* _Reading text_
[Begin]

Vein adularia previously showed promise as a geochronologic target to elucidate the thermal histories of youthful geothermal systems (Hulen et al., 1997). Drill cores recently recovered from the Tauhara sector of the joint Wairakei and Tauhara geothermal fields (Wairakei-Tauhara) of the TVZ (Fig. DR1 in the GSA Data Repository1) intersected a mineralized fracture sealed by large hydrothermal adularia crystals (KAlSi3O8) that present an ideal opportunity to directly assess mineralization related to its Ar isotope geochemistry as well as events that may have aided adularia formation in the geothermal system. Multicollector ion-counting capabilities in modern 40Ar/39Ar mass spectrometers combined with development of reference gases for detector intercalibration have reduced some of the challenges of dating young materials (Coble et al., 2011; Jourdan et al., 2014). Previous investigations directly dating TVZ geothermal systems using U-Th disequilibrium and 40Ar/39Ar methods support continual thermal replenishment (Grimes et al., 1998; Arehart et al., 2002), but lack the age resolution to accurately constrain the most recent (i.e., younger than 100 ka) stages of evolution. Here we conduct 40Ar/39Ar dating and assess the effect of thermally activated Ar diffusion on adularia sampled from a single fracture to help constrain the youthful timing, magnitude of heating, and possible events within an active geothermal system.

[End]

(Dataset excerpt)
[Begin]

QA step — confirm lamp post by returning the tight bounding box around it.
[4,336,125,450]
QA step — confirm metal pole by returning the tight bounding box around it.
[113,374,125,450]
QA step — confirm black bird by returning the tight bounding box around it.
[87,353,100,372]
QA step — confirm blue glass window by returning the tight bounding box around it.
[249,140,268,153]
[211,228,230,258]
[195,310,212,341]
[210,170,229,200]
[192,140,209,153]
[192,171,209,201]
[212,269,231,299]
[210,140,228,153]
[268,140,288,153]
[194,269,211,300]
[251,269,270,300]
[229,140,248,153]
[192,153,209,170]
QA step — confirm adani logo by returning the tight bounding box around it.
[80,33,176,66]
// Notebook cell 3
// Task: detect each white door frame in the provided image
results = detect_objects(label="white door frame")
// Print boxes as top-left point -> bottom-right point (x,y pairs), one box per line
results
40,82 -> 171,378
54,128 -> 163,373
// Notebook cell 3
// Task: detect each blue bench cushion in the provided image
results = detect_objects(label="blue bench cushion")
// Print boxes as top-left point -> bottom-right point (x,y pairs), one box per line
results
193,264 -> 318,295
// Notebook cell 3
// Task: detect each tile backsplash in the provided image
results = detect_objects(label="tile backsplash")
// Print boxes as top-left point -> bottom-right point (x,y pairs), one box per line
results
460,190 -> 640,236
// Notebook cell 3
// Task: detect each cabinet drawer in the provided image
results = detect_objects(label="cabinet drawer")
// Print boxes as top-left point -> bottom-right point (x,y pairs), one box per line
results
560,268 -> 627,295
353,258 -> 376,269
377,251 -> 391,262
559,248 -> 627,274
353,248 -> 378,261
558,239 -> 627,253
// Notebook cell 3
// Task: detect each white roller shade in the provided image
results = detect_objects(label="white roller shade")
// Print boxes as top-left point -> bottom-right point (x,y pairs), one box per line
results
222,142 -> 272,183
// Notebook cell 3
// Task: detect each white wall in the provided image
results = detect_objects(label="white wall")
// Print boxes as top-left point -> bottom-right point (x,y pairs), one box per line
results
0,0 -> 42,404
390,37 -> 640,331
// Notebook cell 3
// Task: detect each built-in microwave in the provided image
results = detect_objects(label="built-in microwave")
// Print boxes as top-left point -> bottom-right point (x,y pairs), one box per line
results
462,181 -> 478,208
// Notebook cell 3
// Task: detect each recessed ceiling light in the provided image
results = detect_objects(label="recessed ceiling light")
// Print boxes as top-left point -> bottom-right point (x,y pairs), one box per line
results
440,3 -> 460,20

[End]

* _Written problem 1_
Condense the paragraph of the adularia dating text that opens with "Vein adularia previously showed promise" into a short bulleted list that keeps its main facts.
* _Written problem 2_
Write the next part of the adularia dating text, picking up right after its final sentence.

* _Exercise output 1_
- Vein adularia has shown promise for dating the thermal histories of young geothermal systems (Hulen et al., 1997).
- Drill cores from the Tauhara sector of the joint Wairakei-Tauhara geothermal fields in the TVZ intersected a fracture sealed by large hydrothermal adularia crystals (KAlSi3O8). These crystals allow direct assessment of mineralization through their Ar isotope geochemistry and of events that may have aided adularia formation.
- Multicollector ion counting in modern 40Ar/39Ar mass spectrometers has eased some challenges of dating young materials. So have reference gases for detector intercalibration (Coble et al., 2011; Jourdan et al., 2014).
- Earlier U-Th disequilibrium and 40Ar/39Ar studies of TVZ geothermal systems support continual thermal replenishment (Grimes et al., 1998; Arehart et al., 2002). However, they lack the resolution to constrain stages younger than 100 ka.
- This study applies 40Ar/39Ar dating to adularia from a single fracture and assesses the effect of thermally activated Ar diffusion. The goal is to constrain the recent timing, the magnitude of heating, and possible events in an active geothermal system.

* _Exercise output 2_
MATERIALS AND METHODS
Sample Collection and Preparation
Four core fragments containing hydrothermal adularia were collected between 774 and 786 m depth along a mineralized fracture in well THM16 from the Tauhara geothermal field (Fig. DR1; samples 16_774.3, 16_775.4, 16_778.73, and 16_785.85). The fracture was intersected between 760 m and 790 m depth, was nearly vertical with an aperture of 0.5–1 cm, and was normally offset by 1–2 cm (Fig. DR2A; see the Data Repository). Lining the fracture is a hydrothermal mineral assemblage of quartz, adularia (Figs. DR2A and DR2B), accessory pyrite, calcite, wairakite ± epidote, and hematite. The absence of mineral layering or crustiform-type banding indicates coprecipitation of the phase assemblage following fracture formation. The fracture cuts a ca. 310 ka light brown pumice and lithic lapilli-tuff ignimbrite of the lowermost Waiora Formation drilled between 730 m and 800 m depth in THM16 (Rosenberg et al., 2009a, 2009b). The ignimbrite is intensely silicified and occurs in a propylitic alteration zone. Overlying the ignimbrite are lacustrine-deposited tuffs and at least eight local hydrothermal eruption breccias of the upper Waiora Formation (210–730 m) followed by at least four further hydrothermal eruption deposits of the Crown Breccia (44–210 m; Rosenberg et al., 2009b).
Adularia crystals were hand-picked under a binocular microscope from the vein surface exposed within the recovered core fragments (Fig. DR2C). The selected grains were cloudy white, rhombic, 400–600 µm, and free from intergrowths. Petrological microscopy and compositions measured using an Oxford Instruments X-ray energy-dispersive spectroscopy (EDS) detector mounted on a JEOL 6400 scanning electron microscope at the University of Canterbury (Christchurch, New Zealand) confirmed that the selected crystals had the crystallographic and compositional properties of adularia.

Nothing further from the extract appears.